##### Document text
A short history of artificial neural networks

| April 12, 2023

In 1972, computers in Australia were beginning to make a difference to the operation of large companies. The Australian Computer Society was forming and we were looking at systems analysis as a way of improving efficiency.

At that time I was also a member of the Australian Inventors Association which met monthly in Melbourne. These people were lateral thinkers who were prepared to try virtually anything. The main thing I learned from them was the value of ‘whiteboarding’ where a question was raised and everyone made a suggestion about achievability – many were way out but got people thinking along different lines.

I found this very useful in the ACS. It was only a short step from systems analysis to creating programs which could learn. However, it was ten years or so before computer memory advances allowed for any useful results to be achieved and another 25 years before meaningful responses were realised.
##########
##### Available data
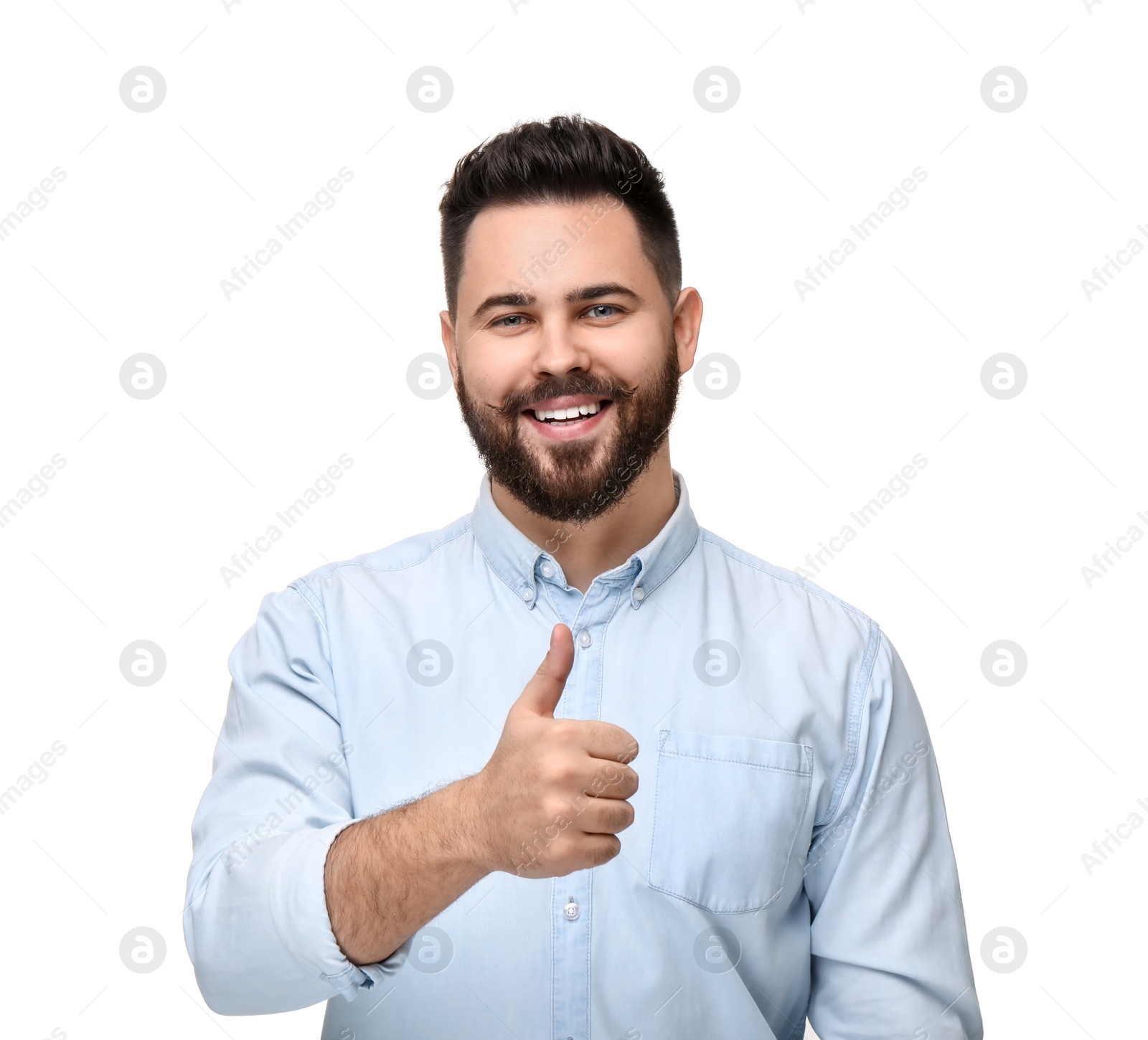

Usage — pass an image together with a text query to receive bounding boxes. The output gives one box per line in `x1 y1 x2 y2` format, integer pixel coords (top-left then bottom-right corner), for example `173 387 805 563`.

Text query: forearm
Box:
324 776 494 965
##########
Given problem A:
Decide whether each statement agrees with the neural networks history text. For each, answer yes or no and quote the deciding words. (i) The Australian Inventors Association held its meetings monthly in Melbourne. (ii) Useful results followed right after the step from systems analysis to programs that could learn. (iii) Every suggestion raised during whiteboarding was practical.
Given problem B:
Reproduce the passage of the neural networks history text from "At that time" up to and including "responses were realised.", word for word.

Task result A:
(i) Yes: "the Australian Inventors Association which met monthly in Melbourne"
(ii) No: "it was ten years or so before computer memory advances allowed for any useful results to be achieved"
(iii) No: "many were way out but got people thinking along different lines"

Task result B:
At that time I was also a member of the Australian Inventors Association which met monthly in Melbourne. These people were lateral thinkers who were prepared to try virtually anything. The main thing I learned from them was the value of ‘whiteboarding’ where a question was raised and everyone made a suggestion about achievability – many were way out but got people thinking along different lines.

I found this very useful in the ACS. It was only a short step from systems analysis to creating programs which could learn. However, it was ten years or so before computer memory advances allowed for any useful results to be achieved and another 25 years before meaningful responses were realised.